Vitiello hopes to eavesdrop on insects again with Dr. Fowler-Finn. The project is the epitome of his art. “I work with sounds that not everybody thinks about, that people would ignore and bring them from invisibility or the background and into the foreground.”
The First Nature Sound Recordings
On May 19, 1924, a new kind of duet played live on BBC Radio— cellist Beatrice Harrison and the nightingales in the woods around her garden in Oxted, England. Harrison had discovered her “accompanist” when she heard one bird echo the notes of her cello, and they played together every evening. They were an instant hit! BBC aired the duet every spring for 12 years and Harrison received 50,000 fan letters. They went on to record several songs together. The nightingales even had their own records, singing alone!
Humans need the music of nature, according to environmental psychologist Eleanor Ratcliffe, PhD. Recent research shows that the repetition and slow rhythm in birdsong, wind, water, leaves rustling and all nature sounds helps humans tune out other distractions.
Here are the earliest recordings of the “songs” of nature
• 1889 • Boy violinist Ludwig Paul Koch makes first known birdsong recording with a phonograph, Frankfurt Zoo
• 1924 • First radio broadcast of cellist Beatrice Harrison playing while nightingales sang and echoed the notes of the cello
• 1929 • Ludwig Paul Koch invents the sound-book to record animal sounds by attaching gramophone records to an illustrated book
• 1936 • Ludwig Paul Koch records birds in the park of The Royal Castle of Laeken, Belgium
• Late 1940s • First recording of a marine mammal, the beluga (or white) whales, Canada
• 1955 • William W.H. Gunn, a pioneer soundscape composer, releases A Day in Algonquin Park, recordings of sounds in the forest, marsh and lake in Algonquin Provincial Park, Ontario, Canada
• 1958 • Herpetologist (studies reptiles and amphibians) Charles M. Bogert compiles and narrates sounds of frogs and toads recorded in swamps, lakes, woods, and road-side ditches across North America
• 1960 • Jim Fassett’s Symphony of Birds introduces musique concrete, sound assembled from field recordings of bird calls mixed with manipulated bird sounds
• 1964 • Composer Walter De Maria releases Cricket Music, his drumming mixed with field recordings of nature, including insects
Playing IN and WITH the River
Despite limitations of the 2019–2020 Coronavirus Pandemic, Tree-o recently jumped at an invite to perform a three-day outdoor pop-up concert in Breckenridge, a ski resort town in Colorado. The venue fit the adventurous trio—in the middle of the gently flowing Blue River. Smith immediately started designing a seven-foot-tall water harp. As always, he yearned to push boundaries. So, he hand built the water harp to amplify the sound of the water.

• Task brief: Decide whether each statement agrees with the excerpt on nature sound recordings. Answer yes or no, and quote the words of the excerpt that settle it. (a) The BBC broadcast the duet of Beatrice Harrison and the nightingales every spring for 12 years. (b) Ludwig Paul Koch made the first known birdsong recording at a zoo in Berlin. (c) The first recording of a marine mammal captured dolphins.

Stored data
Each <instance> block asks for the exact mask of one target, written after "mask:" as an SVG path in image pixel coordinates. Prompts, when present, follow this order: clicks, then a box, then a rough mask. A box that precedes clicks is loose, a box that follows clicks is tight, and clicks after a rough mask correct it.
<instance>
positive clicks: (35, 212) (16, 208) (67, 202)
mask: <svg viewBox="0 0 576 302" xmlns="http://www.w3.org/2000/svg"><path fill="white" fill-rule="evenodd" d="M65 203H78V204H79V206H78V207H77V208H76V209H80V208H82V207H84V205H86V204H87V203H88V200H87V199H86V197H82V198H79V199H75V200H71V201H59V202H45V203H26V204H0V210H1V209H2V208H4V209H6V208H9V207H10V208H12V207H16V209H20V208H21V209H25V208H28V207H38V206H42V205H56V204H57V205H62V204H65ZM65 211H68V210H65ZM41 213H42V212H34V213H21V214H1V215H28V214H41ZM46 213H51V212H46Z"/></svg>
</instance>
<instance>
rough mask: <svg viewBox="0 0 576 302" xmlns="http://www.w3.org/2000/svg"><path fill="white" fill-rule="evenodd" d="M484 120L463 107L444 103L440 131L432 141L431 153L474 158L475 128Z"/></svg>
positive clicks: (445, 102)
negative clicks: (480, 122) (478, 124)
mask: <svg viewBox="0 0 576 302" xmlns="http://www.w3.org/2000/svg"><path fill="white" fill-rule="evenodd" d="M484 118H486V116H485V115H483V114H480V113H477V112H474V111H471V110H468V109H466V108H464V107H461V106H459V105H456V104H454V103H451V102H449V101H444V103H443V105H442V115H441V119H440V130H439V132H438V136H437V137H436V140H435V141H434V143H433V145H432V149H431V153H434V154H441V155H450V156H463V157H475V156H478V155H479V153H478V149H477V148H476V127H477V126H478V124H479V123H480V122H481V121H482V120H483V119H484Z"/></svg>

• Response to this task:
(a) Yes: "BBC aired the duet every spring for 12 years"
(b) No: "first known birdsong recording with a phonograph, Frankfurt Zoo"
(c) No: "First recording of a marine mammal, the beluga (or white) whales, Canada"